**Exercise instructions**
Convert the records below into a numbered list, from the line containing "# test: mark one point on the balcony" through the end of the records, with both ends included and blank lines omitted.

**Data to process**
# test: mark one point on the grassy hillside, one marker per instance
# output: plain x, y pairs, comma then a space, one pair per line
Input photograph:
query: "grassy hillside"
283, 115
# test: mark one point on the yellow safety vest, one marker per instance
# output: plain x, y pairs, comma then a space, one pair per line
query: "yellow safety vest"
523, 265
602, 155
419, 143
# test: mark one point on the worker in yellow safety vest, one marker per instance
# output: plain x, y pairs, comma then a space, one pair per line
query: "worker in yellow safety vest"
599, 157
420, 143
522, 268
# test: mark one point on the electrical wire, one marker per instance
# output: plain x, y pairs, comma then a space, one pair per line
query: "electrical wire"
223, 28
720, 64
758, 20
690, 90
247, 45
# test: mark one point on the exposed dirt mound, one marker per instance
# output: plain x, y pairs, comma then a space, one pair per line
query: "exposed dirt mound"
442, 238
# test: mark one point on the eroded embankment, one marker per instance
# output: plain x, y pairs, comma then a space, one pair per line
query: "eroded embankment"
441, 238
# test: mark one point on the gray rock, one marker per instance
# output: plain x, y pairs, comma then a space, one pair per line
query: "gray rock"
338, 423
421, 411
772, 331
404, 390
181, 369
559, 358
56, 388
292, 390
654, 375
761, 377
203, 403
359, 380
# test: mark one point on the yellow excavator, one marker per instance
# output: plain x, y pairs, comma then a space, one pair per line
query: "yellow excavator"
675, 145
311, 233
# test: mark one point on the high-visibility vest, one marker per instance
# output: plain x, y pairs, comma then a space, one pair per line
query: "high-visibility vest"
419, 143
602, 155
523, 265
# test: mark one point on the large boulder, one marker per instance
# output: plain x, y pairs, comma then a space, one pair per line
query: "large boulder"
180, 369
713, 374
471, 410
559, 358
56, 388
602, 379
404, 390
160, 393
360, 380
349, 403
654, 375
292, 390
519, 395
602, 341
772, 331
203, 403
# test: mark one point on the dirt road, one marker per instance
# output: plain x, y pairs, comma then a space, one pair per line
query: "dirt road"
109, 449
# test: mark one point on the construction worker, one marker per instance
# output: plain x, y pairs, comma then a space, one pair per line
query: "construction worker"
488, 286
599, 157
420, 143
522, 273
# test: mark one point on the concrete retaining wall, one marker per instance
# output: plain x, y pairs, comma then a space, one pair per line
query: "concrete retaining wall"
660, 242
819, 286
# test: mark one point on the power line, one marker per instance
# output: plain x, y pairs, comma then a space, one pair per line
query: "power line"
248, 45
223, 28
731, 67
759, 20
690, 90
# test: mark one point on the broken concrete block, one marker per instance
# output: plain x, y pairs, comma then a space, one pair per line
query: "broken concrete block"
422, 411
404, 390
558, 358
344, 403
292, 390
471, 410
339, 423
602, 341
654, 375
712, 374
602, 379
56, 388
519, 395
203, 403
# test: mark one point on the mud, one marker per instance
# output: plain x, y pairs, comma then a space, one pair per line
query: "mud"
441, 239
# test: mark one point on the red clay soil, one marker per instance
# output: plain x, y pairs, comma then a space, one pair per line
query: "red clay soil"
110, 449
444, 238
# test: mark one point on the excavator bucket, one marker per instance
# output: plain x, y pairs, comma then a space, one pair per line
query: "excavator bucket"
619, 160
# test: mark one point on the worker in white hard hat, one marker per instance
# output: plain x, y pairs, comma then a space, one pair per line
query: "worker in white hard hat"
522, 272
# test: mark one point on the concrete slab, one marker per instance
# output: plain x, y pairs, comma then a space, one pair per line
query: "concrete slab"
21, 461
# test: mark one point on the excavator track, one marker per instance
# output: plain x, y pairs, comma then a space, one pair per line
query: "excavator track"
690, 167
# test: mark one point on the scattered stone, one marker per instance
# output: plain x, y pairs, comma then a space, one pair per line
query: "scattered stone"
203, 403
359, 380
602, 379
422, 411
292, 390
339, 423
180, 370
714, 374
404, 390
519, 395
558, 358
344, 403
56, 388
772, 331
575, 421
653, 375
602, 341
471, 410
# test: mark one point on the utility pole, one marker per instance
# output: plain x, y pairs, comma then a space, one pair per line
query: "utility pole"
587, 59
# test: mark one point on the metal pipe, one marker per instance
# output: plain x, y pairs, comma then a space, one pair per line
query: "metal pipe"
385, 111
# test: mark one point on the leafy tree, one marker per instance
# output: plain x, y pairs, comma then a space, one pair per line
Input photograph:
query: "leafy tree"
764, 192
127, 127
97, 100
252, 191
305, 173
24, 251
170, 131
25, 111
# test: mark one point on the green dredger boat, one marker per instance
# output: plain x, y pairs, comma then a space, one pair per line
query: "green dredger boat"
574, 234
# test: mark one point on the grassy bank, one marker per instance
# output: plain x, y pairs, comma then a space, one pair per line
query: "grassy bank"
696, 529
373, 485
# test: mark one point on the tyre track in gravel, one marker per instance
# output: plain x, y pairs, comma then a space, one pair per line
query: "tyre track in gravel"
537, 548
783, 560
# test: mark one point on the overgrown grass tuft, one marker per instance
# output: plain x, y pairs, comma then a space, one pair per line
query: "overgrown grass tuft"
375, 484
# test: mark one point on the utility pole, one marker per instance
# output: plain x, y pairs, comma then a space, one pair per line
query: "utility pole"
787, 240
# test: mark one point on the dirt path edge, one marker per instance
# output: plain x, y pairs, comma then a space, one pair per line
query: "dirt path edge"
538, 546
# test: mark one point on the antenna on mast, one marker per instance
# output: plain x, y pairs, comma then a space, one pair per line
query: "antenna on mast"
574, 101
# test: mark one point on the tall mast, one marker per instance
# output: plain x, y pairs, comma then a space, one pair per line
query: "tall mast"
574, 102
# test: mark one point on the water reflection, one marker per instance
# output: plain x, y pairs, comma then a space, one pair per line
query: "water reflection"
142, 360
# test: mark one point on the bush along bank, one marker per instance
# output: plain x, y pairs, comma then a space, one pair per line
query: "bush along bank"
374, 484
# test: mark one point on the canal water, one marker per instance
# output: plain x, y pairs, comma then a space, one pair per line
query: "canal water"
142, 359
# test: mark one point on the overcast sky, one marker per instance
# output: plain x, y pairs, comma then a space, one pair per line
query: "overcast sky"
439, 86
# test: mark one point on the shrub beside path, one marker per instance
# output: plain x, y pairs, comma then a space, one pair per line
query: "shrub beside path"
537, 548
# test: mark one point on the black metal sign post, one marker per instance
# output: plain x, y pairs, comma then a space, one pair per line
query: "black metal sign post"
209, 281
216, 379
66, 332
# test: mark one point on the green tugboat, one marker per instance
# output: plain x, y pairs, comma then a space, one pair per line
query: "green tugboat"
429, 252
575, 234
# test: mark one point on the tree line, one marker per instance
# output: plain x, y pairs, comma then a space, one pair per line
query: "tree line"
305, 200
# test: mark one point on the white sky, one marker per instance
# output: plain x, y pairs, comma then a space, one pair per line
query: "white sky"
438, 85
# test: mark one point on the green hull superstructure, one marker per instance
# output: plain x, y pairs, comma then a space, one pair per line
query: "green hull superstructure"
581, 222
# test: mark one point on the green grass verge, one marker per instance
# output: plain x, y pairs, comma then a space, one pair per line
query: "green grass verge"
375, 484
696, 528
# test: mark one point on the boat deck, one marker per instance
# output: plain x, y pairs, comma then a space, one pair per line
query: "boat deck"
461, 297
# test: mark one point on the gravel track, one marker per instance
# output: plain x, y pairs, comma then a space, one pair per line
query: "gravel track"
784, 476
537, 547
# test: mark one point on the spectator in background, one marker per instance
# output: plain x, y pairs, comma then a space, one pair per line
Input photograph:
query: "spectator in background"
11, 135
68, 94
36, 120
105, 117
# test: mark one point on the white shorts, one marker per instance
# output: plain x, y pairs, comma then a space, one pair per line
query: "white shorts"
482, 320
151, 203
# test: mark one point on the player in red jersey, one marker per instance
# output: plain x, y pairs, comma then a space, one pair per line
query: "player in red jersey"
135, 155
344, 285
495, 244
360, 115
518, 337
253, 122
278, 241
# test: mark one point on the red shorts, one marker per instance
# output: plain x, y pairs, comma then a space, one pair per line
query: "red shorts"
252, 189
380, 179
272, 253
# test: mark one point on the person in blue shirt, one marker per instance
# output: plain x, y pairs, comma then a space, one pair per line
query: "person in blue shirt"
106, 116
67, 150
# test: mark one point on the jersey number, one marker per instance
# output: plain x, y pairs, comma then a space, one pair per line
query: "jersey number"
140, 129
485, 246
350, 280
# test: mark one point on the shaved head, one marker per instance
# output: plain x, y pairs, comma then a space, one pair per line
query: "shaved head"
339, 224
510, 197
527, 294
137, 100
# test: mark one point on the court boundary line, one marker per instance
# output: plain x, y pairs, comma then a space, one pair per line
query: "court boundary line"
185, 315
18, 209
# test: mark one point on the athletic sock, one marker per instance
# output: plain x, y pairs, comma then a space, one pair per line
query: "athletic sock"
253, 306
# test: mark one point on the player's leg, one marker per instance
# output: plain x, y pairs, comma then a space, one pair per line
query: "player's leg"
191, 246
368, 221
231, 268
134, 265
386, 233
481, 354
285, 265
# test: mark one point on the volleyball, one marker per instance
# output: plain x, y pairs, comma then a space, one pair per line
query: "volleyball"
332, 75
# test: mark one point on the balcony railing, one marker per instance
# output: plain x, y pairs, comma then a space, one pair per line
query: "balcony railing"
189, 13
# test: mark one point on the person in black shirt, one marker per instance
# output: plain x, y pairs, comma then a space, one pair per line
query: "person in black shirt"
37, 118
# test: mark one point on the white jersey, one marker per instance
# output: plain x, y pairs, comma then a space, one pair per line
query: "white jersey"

**Worked solution**
1. # test: mark one point on the balcony railing, one marker per instance
2. # output: plain x, y pairs, comma then a space, one pair per line
3. query: "balcony railing"
4. 189, 13
5. # test: mark one point on the person in black shirt, one marker per instance
6. # output: plain x, y pairs, comma then a space, one pair per line
7. query: "person in black shirt"
8. 37, 118
9. # test: mark one point on the white jersey, one marker per instance
10. # output: plain x, y pairs, comma then a space, one pair per line
11. query: "white jersey"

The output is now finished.